» **EXTRACTED RECORDS**
⟨
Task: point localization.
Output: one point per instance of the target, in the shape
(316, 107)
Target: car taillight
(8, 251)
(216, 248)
⟩
⟨
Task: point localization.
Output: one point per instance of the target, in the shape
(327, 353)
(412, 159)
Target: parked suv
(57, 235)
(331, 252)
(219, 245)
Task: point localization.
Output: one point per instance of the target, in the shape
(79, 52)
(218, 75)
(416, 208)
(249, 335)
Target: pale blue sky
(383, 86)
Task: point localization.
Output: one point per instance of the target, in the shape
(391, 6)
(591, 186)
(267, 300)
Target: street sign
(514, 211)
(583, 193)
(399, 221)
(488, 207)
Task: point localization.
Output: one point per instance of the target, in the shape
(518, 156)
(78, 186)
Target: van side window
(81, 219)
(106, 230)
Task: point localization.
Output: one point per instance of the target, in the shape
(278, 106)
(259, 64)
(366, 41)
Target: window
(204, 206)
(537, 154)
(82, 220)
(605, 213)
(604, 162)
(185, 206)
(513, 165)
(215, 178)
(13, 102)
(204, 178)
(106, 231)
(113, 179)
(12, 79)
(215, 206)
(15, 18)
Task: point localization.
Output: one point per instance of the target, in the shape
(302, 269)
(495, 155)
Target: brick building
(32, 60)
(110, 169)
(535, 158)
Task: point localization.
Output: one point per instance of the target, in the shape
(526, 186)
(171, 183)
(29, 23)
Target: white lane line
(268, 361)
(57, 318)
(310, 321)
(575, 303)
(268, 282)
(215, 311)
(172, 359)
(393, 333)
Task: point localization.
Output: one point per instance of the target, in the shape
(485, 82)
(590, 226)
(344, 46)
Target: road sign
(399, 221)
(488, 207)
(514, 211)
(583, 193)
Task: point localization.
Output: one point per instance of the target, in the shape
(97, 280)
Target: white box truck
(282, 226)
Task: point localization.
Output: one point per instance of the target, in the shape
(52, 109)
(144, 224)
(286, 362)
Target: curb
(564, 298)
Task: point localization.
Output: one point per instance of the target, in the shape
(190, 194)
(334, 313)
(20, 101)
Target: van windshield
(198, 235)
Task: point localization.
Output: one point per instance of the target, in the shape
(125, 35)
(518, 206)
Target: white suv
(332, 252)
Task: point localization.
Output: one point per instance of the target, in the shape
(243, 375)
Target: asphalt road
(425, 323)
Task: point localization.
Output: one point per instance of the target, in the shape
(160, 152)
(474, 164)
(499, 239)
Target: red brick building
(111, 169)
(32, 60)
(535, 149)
⟩
⟨
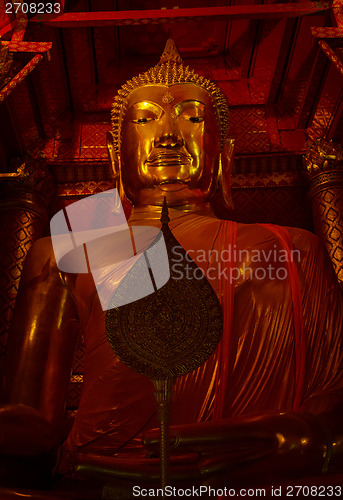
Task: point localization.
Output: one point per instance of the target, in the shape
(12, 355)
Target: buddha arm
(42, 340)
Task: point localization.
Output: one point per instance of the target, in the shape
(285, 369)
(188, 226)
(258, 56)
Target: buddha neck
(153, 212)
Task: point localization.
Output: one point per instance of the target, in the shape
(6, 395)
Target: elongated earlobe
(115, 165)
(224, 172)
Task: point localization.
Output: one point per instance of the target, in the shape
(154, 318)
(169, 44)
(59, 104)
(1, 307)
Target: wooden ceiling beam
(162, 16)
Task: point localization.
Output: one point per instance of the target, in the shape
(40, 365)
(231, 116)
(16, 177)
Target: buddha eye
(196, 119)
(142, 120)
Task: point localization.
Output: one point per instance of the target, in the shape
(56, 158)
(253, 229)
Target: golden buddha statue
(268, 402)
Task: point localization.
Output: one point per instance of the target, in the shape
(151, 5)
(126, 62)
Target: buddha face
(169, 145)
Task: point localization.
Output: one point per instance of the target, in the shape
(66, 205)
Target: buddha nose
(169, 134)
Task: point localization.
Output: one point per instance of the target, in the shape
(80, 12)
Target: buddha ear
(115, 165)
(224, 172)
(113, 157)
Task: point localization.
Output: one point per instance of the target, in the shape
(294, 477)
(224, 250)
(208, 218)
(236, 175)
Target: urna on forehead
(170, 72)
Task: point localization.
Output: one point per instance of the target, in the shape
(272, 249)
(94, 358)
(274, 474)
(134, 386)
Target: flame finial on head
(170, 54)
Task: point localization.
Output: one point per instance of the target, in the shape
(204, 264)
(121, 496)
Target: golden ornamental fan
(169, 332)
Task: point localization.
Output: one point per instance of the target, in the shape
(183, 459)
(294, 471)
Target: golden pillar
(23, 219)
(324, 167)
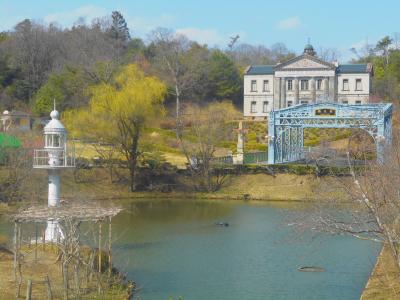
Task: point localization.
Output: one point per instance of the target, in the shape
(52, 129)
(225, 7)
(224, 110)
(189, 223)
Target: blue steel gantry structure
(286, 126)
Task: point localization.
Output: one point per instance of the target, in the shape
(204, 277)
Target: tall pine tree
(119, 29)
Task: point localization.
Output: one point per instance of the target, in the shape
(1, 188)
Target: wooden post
⟩
» **PROBLEM TO WORK ON**
Print the part of the listing above that opens with the line containing "Target: golden pillar" and closes with the line containing "Target: wooden post". Copy it exactly, both ends included, and omit the pictures.

» **ANSWER FOR THE TASK**
Target: golden pillar
(23, 219)
(324, 167)
Task: point localization.
Output: one point per instance of the target, in the shape
(52, 129)
(225, 7)
(224, 110)
(189, 223)
Target: blue steel gantry structure
(286, 126)
Task: point localization.
Output: one point per instance of the target, in the shape
(204, 277)
Target: tall pine tree
(119, 29)
Task: point localization.
Output: one point per instance of the target, in the shape
(1, 188)
Target: wooden post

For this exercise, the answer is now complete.